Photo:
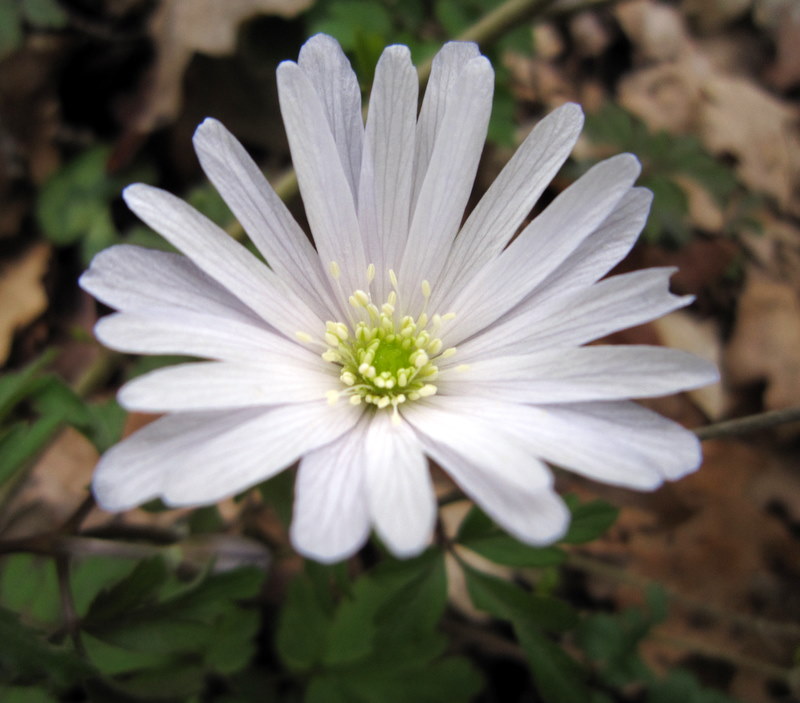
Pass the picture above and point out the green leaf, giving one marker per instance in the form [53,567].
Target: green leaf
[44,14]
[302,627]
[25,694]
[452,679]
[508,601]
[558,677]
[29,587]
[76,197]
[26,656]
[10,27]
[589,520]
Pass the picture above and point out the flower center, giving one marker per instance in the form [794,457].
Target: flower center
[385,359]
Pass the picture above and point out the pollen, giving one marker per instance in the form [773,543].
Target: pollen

_EXERCISE_. The output must consist solely of the lines from the one containing "Target: flower center" through the end of the listing, unaltered.

_RESPONSE TO THIS TASK_.
Target: flower center
[385,359]
Pass the picture above and point out the pollen, giving one marker per instance in the form [773,543].
Target: pollen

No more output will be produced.